COMPITO ASSEGNATO 1> Quali enti, organi o associazioni sono nominati nella sentenza sull'appello del comune di Cittadella? Elencali tutti.
COMPITO ASSEGNATO 2> Quali righe dei record contengono la stringa "mesh"? Individuale e copiale tutte, distinguendo tra maiuscole e minuscole.

Appella la sentenza il comune di Cittadella. Resiste l’Associazione ASAR.
Alla pubblica udienza del 18.02.2016 la causa, su richiesta delle parti, è trattenuta in decisione.
Coi motivi d’appello, il Comune denuncia gli errori di giudizio in cui sarebbe incorso il Tribunale amministrativo regionale: avrebbe in limine apoditticamente respinto l’eccezione d’inammissibilità del ricorso per carenza di legittimazione attiva; e, nel merito, avrebbe disatteso le risultanze istruttorie dalle quali emergeva – sulla base dei rilievi compiuti dalla Polizia Locale e dal Vigili del Fuoco – l’uso indiscriminato del capannone come luogo di culto, testimoniato dalla presenza di arredi e paramenti sacri all’interno dell’immobile e, in aggiunta, dall’accoglienza di tutti coloro che “vogliono accostarsi alla pratica ed alle attività in esso svolte”.
L’appello è infondato.
1) La legittimazione al ricorso avverso l’impugnazione dell’ordinanza comunale di chiusura dei locali scaturisce in presa diretta dal contratto di locazione sottoscritto dall’Associazione appellata che è conduttrice dell’immobile e quindi è diretta destinataria dell’ordinanza interdittiva dell’uso a cui è strumentale il rapporto di locazione.
In aggiunta, l’ordinanza incide, precludendola, sull’attività – a prescindere dalla sua qualificazione di esercizio del culto o d’attività culturale preordinata alla promozione del culto – svolta statutariamente nell’interesse collettivo degli associati, all’interno del locali dall’Associazione, radicando la legittimazione al gravame.
2) Nel merito.

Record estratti
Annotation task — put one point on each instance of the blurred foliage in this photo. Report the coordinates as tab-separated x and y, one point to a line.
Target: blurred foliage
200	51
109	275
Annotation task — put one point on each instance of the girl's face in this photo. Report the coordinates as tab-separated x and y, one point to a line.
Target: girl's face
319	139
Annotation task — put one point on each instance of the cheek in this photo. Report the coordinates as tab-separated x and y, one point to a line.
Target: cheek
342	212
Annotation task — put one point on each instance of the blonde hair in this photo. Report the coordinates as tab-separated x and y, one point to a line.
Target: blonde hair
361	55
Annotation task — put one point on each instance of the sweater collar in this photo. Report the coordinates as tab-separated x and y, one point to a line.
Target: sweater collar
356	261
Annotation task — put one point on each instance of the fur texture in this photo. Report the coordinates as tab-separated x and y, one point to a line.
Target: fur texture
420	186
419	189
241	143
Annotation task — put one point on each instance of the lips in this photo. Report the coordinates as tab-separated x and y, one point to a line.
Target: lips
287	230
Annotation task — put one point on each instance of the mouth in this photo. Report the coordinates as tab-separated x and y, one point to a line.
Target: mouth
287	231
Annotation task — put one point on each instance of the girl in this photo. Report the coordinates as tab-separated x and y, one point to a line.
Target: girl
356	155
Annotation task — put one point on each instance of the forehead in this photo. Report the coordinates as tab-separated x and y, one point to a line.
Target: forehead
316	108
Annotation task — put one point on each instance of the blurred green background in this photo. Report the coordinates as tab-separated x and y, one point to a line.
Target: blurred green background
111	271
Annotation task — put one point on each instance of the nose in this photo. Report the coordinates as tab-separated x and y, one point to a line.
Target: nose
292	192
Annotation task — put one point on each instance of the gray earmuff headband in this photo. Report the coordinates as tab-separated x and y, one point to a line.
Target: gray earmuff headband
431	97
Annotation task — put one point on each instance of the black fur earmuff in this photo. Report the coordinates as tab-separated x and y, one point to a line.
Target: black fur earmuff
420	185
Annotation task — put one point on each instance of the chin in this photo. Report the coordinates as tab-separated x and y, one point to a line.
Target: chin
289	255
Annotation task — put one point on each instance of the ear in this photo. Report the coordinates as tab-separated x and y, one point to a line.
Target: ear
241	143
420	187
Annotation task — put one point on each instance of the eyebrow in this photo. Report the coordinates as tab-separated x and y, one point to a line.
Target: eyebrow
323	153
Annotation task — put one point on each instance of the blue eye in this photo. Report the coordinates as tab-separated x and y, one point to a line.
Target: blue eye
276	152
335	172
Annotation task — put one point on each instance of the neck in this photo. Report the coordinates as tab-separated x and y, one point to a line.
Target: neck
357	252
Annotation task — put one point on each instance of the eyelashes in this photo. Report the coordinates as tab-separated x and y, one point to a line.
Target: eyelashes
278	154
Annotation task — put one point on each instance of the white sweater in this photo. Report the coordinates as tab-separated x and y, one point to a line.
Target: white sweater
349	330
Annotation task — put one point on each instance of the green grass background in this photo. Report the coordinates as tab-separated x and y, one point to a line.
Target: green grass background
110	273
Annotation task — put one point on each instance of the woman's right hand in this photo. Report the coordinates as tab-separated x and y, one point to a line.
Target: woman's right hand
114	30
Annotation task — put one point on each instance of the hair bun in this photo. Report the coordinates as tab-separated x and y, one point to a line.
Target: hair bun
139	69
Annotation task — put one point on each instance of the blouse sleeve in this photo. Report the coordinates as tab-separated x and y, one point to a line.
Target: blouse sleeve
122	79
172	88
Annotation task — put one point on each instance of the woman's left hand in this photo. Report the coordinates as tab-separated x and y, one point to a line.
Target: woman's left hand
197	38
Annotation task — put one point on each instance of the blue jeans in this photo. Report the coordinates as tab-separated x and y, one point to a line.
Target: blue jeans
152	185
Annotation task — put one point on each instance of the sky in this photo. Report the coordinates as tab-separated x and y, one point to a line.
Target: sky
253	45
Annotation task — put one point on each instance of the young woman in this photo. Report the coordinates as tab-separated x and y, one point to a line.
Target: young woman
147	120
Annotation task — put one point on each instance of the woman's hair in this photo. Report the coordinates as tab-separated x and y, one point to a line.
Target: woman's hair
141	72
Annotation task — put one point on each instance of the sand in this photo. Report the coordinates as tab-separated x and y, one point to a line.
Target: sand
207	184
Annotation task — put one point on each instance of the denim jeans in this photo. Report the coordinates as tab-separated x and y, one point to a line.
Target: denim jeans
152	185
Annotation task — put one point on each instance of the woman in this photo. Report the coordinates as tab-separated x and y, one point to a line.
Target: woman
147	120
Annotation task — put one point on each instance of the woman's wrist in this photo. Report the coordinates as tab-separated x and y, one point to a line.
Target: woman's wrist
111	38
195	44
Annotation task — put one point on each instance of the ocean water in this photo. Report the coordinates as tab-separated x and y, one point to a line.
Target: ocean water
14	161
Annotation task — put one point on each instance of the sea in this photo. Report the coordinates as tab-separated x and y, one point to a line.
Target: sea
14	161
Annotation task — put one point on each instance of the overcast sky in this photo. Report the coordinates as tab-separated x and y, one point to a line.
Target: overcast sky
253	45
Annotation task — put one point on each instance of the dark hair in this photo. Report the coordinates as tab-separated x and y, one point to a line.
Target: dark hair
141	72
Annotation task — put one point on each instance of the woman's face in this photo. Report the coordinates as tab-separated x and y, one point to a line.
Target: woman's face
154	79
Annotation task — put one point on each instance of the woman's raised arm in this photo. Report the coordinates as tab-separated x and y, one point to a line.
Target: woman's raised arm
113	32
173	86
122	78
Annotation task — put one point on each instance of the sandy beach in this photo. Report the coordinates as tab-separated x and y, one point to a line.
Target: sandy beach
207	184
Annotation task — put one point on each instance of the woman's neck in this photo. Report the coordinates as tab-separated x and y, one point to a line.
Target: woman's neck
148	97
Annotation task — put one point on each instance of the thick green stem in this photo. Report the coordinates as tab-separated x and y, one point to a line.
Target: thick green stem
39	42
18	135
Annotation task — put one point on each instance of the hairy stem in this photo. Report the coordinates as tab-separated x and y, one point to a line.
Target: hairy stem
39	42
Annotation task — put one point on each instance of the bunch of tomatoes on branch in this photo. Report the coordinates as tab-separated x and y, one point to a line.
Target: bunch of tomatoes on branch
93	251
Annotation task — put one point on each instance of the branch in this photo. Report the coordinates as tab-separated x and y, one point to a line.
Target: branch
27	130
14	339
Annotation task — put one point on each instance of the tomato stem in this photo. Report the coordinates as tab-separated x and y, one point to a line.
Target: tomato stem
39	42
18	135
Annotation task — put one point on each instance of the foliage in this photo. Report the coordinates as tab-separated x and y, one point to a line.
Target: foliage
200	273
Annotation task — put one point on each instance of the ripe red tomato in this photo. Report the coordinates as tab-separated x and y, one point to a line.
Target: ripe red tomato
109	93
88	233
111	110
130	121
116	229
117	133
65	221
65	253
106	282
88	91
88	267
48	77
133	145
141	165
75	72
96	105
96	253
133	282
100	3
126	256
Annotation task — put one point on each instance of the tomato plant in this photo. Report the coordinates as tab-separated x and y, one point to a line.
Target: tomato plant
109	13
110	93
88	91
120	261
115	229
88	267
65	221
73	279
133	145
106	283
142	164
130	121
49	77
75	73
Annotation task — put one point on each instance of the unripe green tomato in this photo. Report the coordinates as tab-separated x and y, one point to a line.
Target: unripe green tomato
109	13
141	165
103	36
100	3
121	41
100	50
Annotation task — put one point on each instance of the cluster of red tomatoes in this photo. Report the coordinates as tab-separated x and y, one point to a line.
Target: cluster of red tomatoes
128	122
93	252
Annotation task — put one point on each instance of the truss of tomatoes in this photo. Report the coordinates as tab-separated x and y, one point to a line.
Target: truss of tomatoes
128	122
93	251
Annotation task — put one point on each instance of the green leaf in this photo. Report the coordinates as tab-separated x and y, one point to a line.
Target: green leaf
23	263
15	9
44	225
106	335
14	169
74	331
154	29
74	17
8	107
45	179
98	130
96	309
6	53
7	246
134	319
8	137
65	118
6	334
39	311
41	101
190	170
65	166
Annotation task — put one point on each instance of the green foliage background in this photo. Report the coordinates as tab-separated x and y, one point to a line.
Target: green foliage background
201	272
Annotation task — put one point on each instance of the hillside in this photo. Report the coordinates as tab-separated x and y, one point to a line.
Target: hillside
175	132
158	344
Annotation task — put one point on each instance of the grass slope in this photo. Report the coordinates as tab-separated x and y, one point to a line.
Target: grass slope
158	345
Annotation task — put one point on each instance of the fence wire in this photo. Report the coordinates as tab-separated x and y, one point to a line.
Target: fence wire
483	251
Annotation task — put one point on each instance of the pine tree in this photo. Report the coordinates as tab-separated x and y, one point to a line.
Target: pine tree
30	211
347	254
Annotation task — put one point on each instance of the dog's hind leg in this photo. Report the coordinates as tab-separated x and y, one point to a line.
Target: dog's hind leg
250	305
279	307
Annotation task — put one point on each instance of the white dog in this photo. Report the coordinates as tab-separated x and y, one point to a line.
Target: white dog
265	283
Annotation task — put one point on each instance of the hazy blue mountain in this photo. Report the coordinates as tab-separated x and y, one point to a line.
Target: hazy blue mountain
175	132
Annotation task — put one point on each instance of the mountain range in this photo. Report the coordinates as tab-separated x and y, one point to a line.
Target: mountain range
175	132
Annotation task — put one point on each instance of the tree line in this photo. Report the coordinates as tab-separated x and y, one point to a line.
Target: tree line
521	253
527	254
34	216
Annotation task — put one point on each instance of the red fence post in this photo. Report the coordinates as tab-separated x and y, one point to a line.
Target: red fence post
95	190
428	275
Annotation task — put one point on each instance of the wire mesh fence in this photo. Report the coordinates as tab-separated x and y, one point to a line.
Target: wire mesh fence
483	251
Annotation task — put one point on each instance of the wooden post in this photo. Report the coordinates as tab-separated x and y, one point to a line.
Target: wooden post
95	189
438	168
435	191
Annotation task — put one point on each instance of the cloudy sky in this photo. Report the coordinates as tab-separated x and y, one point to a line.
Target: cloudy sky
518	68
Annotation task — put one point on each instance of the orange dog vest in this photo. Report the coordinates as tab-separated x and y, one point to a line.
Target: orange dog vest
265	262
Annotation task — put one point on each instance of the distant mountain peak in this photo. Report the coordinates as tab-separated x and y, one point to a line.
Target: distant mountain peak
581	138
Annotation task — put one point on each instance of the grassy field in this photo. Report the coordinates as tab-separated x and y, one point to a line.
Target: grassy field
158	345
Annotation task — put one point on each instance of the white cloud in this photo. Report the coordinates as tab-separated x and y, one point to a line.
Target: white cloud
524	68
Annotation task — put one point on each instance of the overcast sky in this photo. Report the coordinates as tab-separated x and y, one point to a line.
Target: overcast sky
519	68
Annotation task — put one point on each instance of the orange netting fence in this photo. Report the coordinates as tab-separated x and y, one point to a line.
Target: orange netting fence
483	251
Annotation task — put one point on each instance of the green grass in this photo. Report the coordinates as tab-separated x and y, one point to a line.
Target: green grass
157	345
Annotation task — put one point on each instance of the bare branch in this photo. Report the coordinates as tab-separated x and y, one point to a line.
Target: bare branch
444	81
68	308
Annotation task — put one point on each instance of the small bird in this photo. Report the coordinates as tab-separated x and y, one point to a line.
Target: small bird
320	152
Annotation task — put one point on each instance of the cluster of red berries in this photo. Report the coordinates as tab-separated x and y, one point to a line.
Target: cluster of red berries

RISPOSTA CORRETTA 1>
comune di Cittadella
Associazione ASAR
Tribunale amministrativo regionale
Polizia Locale
Vigili del Fuoco

RISPOSTA CORRETTA 2>
Annotation task — put one point on each instance of the wire mesh fence in this photo. Report the coordinates as tab-separated x and y, one point to a line.
Target: wire mesh fence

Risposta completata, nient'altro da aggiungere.